Report every line of the records below that contains the string "target", copying each such line in full.

++++ Records provided ++++

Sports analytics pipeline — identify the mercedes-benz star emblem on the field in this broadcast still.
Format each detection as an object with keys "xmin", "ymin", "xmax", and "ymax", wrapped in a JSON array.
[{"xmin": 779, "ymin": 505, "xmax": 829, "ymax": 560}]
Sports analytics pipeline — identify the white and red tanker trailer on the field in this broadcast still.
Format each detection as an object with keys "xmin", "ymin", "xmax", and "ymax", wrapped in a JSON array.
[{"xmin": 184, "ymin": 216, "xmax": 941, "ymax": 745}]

++++
++++ Records provided ++++

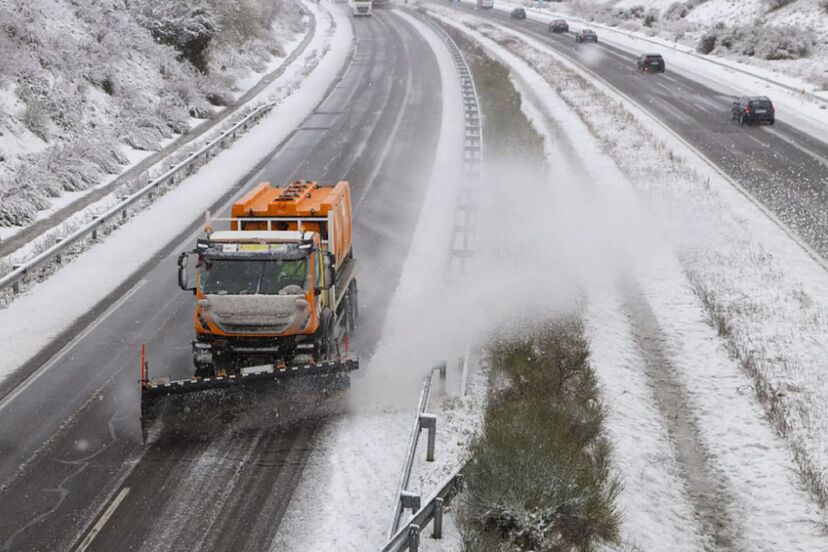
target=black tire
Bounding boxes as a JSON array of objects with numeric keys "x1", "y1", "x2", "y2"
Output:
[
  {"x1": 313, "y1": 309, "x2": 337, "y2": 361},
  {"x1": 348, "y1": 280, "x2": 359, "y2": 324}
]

++++
++++ Records provided ++++

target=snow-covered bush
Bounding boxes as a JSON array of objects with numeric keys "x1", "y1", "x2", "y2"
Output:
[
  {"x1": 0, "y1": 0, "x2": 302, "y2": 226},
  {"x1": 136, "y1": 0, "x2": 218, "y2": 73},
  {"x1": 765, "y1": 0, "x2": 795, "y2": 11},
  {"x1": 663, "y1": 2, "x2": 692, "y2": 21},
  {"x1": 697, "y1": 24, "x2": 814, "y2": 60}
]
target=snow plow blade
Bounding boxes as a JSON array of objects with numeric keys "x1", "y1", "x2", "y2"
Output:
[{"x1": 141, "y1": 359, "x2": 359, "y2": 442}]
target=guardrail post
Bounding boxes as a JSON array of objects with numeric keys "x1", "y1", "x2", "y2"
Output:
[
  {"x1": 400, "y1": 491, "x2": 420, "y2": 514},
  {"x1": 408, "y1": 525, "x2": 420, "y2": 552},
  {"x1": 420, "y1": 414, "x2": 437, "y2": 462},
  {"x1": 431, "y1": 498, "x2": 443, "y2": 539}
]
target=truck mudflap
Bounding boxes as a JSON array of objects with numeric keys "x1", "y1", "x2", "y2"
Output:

++++

**Answer in full:**
target=black tire
target=snow-covered bush
target=snow plow blade
target=guardrail post
target=truck mudflap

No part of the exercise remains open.